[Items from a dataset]
= = = = = = =
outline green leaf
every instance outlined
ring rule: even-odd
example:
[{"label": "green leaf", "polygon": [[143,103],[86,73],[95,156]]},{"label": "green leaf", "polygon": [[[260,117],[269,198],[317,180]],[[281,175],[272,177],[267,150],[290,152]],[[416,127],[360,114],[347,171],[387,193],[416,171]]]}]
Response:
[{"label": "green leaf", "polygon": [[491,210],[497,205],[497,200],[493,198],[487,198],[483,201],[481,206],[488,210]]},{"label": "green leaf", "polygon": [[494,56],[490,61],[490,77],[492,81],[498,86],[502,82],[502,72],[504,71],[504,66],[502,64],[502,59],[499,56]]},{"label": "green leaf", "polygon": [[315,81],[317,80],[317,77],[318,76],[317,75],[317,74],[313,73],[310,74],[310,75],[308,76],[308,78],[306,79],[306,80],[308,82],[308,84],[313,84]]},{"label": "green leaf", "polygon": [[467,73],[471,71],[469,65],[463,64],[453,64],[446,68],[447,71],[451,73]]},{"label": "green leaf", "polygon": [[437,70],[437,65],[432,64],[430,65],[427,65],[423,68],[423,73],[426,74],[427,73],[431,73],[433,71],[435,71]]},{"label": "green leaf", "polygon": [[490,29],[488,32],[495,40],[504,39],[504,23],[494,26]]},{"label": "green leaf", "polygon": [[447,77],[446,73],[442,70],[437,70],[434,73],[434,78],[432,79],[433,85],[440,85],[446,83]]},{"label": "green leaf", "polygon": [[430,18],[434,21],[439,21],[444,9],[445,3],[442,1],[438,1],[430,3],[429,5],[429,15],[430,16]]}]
= = = = = = =
● **PROBLEM DESCRIPTION**: Rewrite the lines above as a Markdown table with the columns "Row" and "Line", numbering each row and leaving out blank lines.

● **EXERCISE SOLUTION**:
| Row | Line |
|---|---|
| 1 | outline green leaf |
| 2 | every instance outlined |
| 3 | ring rule: even-odd |
| 4 | example: |
| 5 | [{"label": "green leaf", "polygon": [[143,103],[86,73],[95,156]]},{"label": "green leaf", "polygon": [[[260,117],[269,198],[317,180]],[[281,175],[272,177],[267,150],[290,152]],[[416,127],[360,114],[347,171],[387,193],[416,171]]]}] |
| 6 | Response: |
| 7 | [{"label": "green leaf", "polygon": [[491,210],[497,205],[497,200],[493,198],[487,198],[483,201],[481,206],[488,210]]},{"label": "green leaf", "polygon": [[494,56],[490,61],[490,77],[492,81],[498,86],[502,82],[502,72],[504,71],[504,66],[502,64],[502,59],[499,56]]},{"label": "green leaf", "polygon": [[315,81],[317,80],[317,77],[318,76],[317,75],[317,74],[313,73],[310,74],[310,75],[308,76],[308,78],[306,79],[306,80],[308,82],[308,84],[313,84]]},{"label": "green leaf", "polygon": [[467,73],[471,71],[469,65],[463,64],[453,64],[446,68],[447,71],[451,73]]},{"label": "green leaf", "polygon": [[437,70],[437,65],[432,64],[430,65],[427,65],[423,68],[423,73],[426,74],[427,73],[431,73],[433,71],[435,71]]},{"label": "green leaf", "polygon": [[490,29],[488,32],[495,40],[504,39],[504,23],[494,26]]},{"label": "green leaf", "polygon": [[447,77],[446,73],[442,70],[437,70],[434,73],[434,78],[432,79],[433,85],[440,85],[446,83]]},{"label": "green leaf", "polygon": [[430,18],[434,21],[439,21],[444,9],[445,3],[442,1],[438,1],[430,3],[429,5],[429,15],[430,16]]}] |